Entries:

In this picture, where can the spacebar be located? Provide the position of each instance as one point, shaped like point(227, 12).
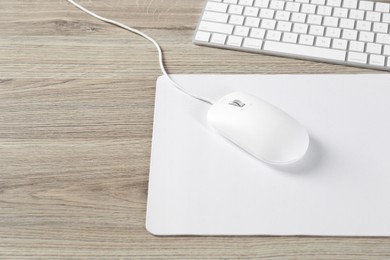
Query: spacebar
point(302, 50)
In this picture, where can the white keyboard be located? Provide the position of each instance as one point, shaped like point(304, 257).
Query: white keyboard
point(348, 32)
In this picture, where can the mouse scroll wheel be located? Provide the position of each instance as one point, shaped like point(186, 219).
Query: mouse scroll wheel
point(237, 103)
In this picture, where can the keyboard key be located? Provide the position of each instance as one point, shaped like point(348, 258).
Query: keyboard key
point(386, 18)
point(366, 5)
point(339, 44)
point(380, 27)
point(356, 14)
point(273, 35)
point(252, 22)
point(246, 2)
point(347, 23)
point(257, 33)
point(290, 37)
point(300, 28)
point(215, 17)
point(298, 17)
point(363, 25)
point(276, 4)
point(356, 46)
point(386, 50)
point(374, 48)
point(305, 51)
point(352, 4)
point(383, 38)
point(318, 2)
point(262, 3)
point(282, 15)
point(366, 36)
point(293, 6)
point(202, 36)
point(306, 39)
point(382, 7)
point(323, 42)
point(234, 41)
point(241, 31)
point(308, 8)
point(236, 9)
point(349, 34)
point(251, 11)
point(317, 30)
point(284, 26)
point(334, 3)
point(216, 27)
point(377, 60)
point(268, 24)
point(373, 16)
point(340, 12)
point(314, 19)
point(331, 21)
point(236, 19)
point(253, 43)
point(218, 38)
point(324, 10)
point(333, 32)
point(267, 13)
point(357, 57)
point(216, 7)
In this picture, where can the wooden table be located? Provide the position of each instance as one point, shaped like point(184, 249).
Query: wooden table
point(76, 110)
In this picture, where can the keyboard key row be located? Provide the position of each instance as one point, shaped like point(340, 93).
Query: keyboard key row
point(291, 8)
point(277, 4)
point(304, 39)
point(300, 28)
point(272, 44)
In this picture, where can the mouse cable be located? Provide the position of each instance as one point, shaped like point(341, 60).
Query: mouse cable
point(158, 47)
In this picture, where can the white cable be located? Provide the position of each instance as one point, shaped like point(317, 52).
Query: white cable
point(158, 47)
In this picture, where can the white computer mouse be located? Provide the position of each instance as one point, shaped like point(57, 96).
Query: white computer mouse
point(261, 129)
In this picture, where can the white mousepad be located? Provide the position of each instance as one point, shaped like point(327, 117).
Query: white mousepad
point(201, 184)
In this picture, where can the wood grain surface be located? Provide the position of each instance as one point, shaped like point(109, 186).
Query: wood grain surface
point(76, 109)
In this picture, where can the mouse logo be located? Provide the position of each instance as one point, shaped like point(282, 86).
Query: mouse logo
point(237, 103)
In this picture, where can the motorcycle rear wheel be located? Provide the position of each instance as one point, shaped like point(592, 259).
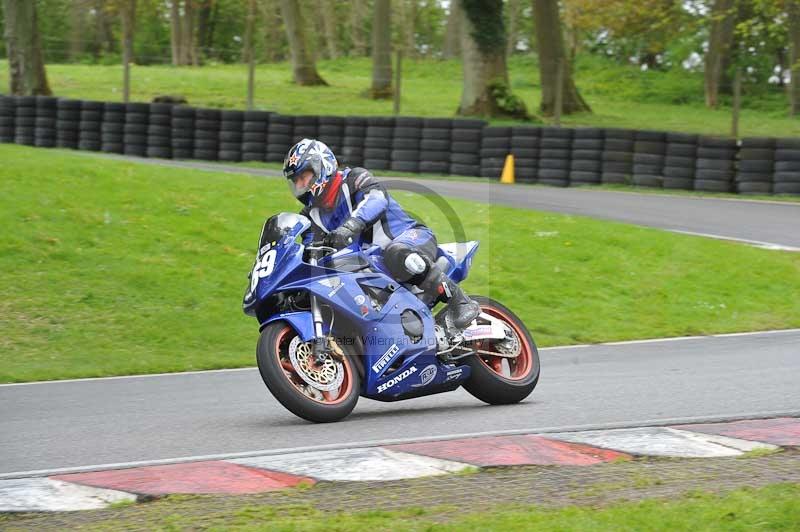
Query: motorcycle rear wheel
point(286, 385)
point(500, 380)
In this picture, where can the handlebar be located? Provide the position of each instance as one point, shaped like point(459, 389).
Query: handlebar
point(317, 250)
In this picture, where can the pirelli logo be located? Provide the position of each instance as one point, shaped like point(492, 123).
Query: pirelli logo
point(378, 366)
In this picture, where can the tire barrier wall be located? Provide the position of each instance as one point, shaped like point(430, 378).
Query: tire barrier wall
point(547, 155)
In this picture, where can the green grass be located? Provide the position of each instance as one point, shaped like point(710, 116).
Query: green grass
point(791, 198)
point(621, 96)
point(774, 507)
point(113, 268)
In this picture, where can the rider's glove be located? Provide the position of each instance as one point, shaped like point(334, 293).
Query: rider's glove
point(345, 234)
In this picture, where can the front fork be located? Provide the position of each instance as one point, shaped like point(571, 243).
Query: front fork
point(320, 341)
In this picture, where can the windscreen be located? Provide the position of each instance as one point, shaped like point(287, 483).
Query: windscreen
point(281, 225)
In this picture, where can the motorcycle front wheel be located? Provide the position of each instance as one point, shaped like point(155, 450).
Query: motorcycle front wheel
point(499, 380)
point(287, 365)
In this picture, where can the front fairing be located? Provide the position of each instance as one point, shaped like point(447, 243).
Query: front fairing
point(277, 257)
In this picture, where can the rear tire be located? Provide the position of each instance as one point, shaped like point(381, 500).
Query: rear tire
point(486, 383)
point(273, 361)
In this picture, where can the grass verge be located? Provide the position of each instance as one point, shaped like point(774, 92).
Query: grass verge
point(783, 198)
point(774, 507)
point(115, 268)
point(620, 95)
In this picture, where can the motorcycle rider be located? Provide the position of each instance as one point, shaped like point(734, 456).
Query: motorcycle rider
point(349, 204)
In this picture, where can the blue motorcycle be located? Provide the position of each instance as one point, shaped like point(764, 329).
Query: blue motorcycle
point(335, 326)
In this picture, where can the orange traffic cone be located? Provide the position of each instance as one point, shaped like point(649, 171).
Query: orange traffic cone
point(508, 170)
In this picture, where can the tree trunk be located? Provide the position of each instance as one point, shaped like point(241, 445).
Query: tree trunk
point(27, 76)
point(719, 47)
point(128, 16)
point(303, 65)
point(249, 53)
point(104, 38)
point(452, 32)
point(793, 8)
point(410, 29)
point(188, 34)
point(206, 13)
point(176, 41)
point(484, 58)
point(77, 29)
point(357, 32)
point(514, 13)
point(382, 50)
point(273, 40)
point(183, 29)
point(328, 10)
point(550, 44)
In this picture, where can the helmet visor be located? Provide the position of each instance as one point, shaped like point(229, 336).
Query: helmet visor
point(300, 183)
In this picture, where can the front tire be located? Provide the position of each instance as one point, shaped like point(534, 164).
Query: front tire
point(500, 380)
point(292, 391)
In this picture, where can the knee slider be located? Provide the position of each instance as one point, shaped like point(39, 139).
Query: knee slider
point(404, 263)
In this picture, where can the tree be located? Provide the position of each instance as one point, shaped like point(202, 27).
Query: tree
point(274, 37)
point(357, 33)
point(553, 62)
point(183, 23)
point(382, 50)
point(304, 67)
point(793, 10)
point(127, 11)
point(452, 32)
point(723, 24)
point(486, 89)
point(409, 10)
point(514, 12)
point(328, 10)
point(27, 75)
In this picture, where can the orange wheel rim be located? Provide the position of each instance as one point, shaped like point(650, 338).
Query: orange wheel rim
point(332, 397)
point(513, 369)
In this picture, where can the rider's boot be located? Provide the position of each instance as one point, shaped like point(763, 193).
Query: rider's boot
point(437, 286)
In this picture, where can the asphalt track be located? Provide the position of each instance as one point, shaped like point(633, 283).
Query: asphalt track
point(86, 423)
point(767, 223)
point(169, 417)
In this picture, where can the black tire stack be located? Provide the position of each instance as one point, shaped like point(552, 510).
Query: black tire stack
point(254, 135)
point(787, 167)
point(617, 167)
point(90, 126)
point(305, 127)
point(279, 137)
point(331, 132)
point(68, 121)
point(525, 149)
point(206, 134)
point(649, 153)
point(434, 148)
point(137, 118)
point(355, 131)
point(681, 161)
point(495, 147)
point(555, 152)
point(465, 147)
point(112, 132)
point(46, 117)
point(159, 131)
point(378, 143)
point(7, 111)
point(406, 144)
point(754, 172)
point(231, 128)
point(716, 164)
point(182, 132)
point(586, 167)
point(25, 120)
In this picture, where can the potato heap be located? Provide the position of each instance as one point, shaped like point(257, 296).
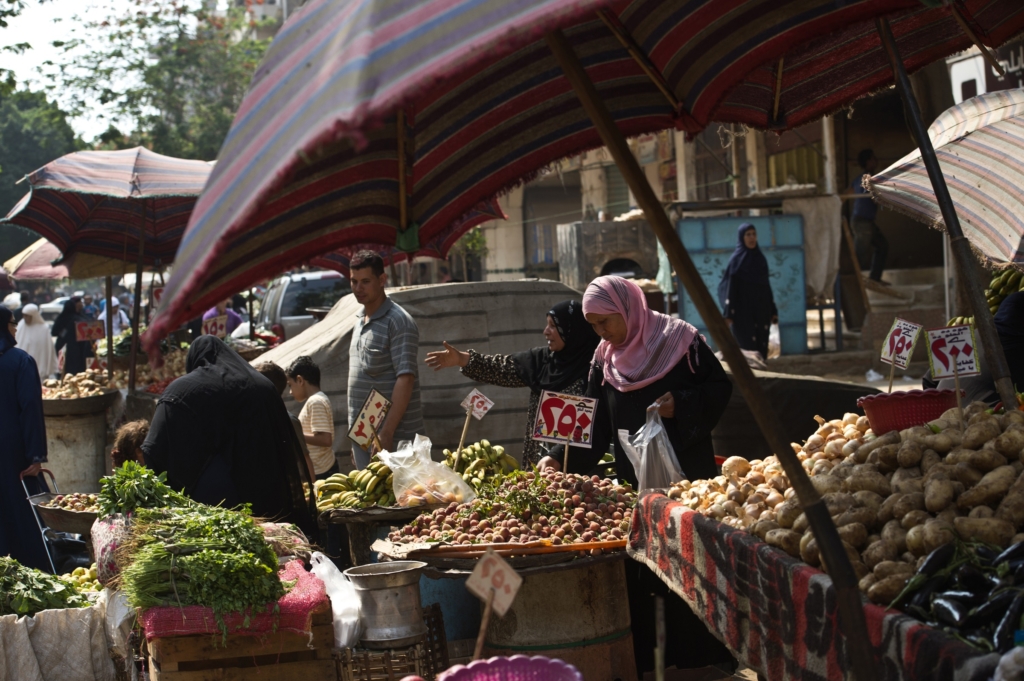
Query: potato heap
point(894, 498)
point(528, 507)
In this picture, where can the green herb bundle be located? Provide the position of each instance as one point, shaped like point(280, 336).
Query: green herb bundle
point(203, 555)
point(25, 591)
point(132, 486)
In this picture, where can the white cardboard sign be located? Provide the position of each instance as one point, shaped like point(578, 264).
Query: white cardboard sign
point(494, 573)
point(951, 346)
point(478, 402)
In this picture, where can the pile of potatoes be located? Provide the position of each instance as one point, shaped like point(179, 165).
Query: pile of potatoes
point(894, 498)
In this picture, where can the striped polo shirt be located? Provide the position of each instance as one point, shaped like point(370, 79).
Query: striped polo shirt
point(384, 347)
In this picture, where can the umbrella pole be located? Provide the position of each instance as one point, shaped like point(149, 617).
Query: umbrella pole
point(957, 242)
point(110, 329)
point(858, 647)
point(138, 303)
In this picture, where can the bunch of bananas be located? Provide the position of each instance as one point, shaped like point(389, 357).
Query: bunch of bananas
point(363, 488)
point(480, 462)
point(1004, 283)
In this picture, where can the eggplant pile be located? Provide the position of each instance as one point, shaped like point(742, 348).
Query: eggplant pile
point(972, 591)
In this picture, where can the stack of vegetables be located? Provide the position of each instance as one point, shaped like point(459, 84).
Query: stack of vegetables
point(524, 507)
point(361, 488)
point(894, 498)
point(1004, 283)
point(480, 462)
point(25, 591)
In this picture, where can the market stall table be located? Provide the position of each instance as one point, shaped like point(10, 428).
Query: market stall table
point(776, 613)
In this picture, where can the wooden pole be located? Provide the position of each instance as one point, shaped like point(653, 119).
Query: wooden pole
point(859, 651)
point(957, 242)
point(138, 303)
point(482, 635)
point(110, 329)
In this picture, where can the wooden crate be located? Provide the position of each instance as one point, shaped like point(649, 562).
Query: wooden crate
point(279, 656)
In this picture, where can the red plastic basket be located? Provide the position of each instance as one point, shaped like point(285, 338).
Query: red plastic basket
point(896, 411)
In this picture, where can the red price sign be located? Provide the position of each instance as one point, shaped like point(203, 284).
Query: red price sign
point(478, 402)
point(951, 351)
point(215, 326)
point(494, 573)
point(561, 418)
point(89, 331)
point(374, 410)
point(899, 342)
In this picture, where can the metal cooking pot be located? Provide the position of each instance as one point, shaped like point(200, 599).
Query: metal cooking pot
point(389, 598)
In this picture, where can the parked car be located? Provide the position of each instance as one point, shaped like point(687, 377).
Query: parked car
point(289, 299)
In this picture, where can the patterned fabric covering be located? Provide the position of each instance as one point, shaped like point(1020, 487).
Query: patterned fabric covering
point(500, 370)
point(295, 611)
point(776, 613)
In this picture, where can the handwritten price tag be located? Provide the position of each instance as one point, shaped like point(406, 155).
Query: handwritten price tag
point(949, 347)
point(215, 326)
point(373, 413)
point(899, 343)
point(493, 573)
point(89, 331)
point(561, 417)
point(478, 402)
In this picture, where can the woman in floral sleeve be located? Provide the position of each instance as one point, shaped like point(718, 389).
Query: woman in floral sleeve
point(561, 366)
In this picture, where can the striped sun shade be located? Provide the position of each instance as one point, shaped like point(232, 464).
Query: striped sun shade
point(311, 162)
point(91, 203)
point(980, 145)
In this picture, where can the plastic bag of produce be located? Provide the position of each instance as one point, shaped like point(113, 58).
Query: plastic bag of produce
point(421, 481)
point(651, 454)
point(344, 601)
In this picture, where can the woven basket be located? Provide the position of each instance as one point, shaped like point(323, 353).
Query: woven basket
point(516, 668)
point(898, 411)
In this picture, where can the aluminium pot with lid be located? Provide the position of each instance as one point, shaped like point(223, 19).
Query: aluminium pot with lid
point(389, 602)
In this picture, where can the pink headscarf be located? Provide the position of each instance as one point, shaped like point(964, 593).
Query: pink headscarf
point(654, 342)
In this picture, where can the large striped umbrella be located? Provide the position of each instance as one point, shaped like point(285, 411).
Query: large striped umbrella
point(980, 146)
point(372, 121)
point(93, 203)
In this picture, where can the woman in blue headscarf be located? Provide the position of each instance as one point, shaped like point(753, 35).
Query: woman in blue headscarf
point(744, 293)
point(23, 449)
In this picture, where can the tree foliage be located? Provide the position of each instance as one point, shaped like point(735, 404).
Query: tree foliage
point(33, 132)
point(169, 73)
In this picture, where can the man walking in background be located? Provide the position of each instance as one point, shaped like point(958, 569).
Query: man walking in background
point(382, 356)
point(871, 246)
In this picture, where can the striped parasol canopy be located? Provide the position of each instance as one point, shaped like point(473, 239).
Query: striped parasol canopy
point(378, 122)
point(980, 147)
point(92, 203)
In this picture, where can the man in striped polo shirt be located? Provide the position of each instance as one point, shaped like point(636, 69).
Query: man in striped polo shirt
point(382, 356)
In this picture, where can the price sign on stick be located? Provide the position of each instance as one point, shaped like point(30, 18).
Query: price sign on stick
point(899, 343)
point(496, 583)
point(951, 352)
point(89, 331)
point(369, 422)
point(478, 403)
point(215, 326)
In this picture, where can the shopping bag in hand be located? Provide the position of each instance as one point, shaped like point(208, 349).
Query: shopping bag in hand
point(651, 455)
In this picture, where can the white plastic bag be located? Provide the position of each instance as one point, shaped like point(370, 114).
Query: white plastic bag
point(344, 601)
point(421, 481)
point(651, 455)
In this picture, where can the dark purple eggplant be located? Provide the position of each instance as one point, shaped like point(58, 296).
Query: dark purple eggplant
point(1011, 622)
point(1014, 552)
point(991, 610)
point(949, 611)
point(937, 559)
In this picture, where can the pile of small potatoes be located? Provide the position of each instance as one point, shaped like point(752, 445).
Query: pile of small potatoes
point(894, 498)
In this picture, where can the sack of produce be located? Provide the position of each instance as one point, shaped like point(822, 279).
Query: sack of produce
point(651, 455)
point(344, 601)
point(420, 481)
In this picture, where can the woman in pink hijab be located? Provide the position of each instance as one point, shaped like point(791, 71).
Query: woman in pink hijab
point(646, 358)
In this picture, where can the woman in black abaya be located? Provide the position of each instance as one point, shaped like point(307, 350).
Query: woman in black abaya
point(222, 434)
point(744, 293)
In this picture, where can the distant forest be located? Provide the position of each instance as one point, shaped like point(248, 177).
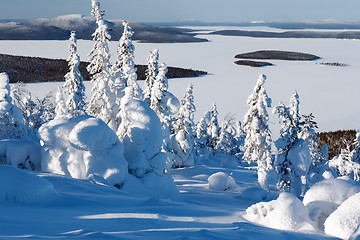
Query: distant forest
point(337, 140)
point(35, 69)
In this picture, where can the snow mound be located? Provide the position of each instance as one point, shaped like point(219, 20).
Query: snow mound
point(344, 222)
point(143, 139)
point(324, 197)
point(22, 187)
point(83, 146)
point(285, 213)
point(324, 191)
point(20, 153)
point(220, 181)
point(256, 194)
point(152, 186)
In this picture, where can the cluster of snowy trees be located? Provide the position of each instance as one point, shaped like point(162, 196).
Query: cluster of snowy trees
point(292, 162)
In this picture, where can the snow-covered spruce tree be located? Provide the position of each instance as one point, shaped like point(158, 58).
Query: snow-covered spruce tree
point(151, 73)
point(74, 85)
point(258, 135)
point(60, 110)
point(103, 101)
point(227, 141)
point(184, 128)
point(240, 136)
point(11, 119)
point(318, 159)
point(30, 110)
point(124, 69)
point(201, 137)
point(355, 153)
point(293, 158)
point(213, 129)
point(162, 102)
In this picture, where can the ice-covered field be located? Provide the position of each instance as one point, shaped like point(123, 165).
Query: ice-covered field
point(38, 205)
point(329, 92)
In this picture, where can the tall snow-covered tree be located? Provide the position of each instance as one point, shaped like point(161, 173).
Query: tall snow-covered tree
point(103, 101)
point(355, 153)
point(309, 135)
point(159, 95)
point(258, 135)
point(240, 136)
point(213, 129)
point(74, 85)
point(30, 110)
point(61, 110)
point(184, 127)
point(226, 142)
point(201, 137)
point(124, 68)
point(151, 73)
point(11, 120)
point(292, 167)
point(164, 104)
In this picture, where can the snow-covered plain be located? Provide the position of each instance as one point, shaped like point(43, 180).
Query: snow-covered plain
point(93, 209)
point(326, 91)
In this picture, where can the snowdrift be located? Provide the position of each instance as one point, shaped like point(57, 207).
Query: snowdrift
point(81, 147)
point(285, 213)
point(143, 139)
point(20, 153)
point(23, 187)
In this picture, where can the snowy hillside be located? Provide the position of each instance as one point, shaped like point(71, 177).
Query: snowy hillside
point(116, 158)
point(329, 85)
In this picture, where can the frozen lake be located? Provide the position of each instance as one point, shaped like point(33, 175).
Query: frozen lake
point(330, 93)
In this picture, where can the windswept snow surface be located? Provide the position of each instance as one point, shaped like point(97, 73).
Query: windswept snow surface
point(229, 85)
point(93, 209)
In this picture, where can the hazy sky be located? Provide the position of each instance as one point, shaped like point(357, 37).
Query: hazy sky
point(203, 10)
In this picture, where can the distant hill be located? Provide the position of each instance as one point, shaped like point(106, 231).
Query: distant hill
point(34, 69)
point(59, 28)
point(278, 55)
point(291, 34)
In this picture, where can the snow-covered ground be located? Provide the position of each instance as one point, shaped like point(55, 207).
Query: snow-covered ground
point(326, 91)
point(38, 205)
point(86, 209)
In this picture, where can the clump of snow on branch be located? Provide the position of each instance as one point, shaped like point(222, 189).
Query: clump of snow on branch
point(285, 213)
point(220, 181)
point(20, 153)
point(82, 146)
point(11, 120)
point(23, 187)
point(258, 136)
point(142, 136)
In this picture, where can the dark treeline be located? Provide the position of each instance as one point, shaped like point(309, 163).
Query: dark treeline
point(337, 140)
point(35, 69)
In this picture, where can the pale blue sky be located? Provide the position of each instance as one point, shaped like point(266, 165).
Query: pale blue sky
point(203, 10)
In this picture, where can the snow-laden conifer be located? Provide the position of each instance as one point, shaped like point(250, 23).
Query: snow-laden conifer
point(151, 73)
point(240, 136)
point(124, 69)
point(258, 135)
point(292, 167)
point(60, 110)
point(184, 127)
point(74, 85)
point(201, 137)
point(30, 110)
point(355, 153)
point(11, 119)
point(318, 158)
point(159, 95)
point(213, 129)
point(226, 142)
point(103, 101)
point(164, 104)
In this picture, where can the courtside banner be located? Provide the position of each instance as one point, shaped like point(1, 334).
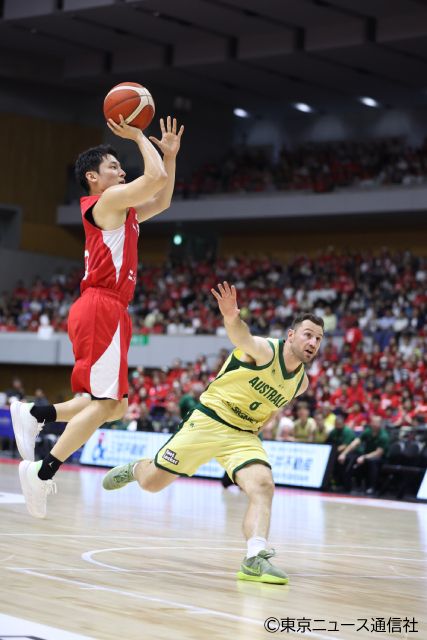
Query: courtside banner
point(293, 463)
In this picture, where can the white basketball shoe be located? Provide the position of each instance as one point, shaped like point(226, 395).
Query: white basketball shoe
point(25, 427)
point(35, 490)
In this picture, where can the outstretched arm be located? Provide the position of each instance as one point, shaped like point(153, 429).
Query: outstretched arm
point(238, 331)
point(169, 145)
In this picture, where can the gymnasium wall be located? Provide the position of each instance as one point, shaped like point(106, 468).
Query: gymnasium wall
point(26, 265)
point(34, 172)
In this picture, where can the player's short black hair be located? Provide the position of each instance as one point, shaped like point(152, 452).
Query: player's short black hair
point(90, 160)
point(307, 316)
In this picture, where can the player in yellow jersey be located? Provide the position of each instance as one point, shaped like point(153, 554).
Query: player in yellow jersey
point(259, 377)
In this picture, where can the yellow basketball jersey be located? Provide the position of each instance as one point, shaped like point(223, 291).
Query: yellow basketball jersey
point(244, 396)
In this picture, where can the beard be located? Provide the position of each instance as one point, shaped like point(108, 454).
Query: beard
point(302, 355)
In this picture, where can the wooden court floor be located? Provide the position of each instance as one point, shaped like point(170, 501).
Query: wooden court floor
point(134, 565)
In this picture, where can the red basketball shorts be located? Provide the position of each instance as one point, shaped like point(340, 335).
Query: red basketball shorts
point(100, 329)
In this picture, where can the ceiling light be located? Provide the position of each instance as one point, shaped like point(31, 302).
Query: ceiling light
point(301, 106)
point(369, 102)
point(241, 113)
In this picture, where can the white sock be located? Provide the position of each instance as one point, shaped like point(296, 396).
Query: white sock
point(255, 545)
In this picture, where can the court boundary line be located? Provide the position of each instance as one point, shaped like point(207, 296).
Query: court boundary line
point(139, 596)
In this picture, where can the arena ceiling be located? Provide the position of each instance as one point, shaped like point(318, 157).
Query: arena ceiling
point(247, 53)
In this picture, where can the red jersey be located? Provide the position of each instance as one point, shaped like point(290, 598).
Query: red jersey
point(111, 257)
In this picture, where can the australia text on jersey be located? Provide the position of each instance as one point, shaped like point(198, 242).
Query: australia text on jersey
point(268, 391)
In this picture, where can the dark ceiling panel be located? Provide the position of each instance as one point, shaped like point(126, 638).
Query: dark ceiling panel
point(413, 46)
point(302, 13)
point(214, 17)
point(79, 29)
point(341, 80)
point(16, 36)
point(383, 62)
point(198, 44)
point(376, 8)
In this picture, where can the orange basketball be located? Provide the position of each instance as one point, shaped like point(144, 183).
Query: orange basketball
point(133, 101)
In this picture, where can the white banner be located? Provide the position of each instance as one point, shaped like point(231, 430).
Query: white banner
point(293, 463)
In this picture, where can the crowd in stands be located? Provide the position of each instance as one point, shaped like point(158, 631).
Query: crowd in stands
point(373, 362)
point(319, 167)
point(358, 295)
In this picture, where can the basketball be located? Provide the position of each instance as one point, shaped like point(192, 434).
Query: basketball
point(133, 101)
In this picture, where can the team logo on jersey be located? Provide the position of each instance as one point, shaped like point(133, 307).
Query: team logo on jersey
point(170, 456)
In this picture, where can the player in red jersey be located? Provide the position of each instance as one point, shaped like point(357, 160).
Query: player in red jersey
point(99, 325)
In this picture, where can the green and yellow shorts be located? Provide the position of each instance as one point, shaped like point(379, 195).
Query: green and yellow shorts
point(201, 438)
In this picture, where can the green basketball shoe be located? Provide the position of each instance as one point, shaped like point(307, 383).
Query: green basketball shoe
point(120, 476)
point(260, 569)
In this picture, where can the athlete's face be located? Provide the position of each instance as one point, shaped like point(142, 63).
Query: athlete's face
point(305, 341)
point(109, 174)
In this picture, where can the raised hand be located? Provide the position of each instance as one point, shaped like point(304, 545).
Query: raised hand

Task to complete: Copy everything from the start of the material down through the line containing "point(272, 44)", and replace "Query" with "Target" while keeping everything else the same. Leave out the pictures.

The response:
In this picture, where can the spacebar be located? Provide the position of each instance as one point, shaped like point(227, 12).
Target: spacebar
point(302, 50)
In this picture, where can the white keyboard be located? Provide the position of each instance as one point, shaped like point(304, 257).
Target: white keyboard
point(348, 32)
In this picture, where can the mouse scroll wheel be located? Provide the position of each instance as one point, shaped like point(186, 219).
Target: mouse scroll wheel
point(237, 103)
In this picture, where can the keyboard key be located? Provide the position of each instance as one point, shaped like point(348, 258).
Target: keyboard key
point(386, 18)
point(366, 5)
point(339, 44)
point(380, 27)
point(356, 14)
point(273, 35)
point(252, 22)
point(246, 2)
point(347, 23)
point(257, 33)
point(290, 37)
point(300, 28)
point(215, 17)
point(298, 17)
point(363, 25)
point(276, 4)
point(356, 46)
point(386, 50)
point(374, 48)
point(305, 51)
point(352, 4)
point(383, 38)
point(318, 2)
point(262, 3)
point(282, 15)
point(366, 36)
point(293, 6)
point(202, 36)
point(306, 39)
point(382, 7)
point(323, 42)
point(234, 41)
point(241, 31)
point(308, 8)
point(236, 9)
point(349, 34)
point(251, 11)
point(317, 30)
point(284, 26)
point(334, 3)
point(216, 27)
point(377, 60)
point(268, 24)
point(373, 16)
point(340, 12)
point(314, 19)
point(331, 21)
point(236, 19)
point(253, 43)
point(218, 38)
point(324, 10)
point(333, 32)
point(267, 13)
point(357, 57)
point(216, 7)
In this picture, where can the wooden table be located? Provide the position of each instance as one point, shaped like point(184, 249).
Target: wooden table
point(76, 110)
In this picture, where can the keyboard key row be located? Provide the position of each instance as one point, shaped like point(340, 93).
Target: keyboard key row
point(291, 8)
point(277, 4)
point(304, 39)
point(300, 28)
point(272, 44)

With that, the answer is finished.